# SET PROBLEM:
Exactly and only the lines from the one with "point: patterned curtain" through the end of the listing are to be transcribed, both ends included.

** START OF RECORD EXTRACTS **

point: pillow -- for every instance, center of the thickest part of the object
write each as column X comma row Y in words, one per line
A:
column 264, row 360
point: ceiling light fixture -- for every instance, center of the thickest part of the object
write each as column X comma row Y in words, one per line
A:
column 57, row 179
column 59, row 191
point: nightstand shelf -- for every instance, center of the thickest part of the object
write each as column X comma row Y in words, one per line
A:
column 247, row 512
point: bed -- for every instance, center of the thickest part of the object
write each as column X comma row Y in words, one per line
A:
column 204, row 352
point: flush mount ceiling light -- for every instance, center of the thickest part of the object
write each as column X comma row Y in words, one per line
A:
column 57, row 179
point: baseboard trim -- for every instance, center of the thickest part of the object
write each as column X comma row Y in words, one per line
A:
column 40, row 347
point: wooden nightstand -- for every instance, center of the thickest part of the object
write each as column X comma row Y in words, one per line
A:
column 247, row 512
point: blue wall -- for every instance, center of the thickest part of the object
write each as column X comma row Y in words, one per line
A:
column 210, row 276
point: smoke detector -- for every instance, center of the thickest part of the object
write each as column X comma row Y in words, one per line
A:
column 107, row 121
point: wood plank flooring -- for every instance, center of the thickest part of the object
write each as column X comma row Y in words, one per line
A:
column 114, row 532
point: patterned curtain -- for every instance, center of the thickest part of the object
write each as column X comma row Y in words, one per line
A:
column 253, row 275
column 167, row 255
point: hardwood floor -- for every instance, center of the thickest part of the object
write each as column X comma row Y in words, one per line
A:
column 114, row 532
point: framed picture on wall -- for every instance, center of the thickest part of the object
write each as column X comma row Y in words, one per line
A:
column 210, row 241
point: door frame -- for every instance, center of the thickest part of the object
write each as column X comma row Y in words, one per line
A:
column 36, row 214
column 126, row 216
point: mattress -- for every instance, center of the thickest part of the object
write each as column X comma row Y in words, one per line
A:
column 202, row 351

** END OF RECORD EXTRACTS **

# OUTPUT:
point: patterned curtain -- for every instance, center of the thickest part of the object
write each as column X comma row Y in words, one per line
A:
column 253, row 275
column 167, row 255
point: hardwood floor -- for every instance, center of the thickest part of the object
write each as column X comma row Y in words, one per line
A:
column 114, row 532
point: framed picture on wall -- for every instance, center of the thickest part of the object
write each as column X comma row Y in words, one per line
A:
column 210, row 241
point: door frame -- for every instance, center of the thickest part of the object
write each as column X comma row Y in words, one per line
A:
column 36, row 214
column 126, row 216
point: mattress -- for every instance, center of the thickest part of the object
write each as column X comma row Y in words, one per line
A:
column 202, row 351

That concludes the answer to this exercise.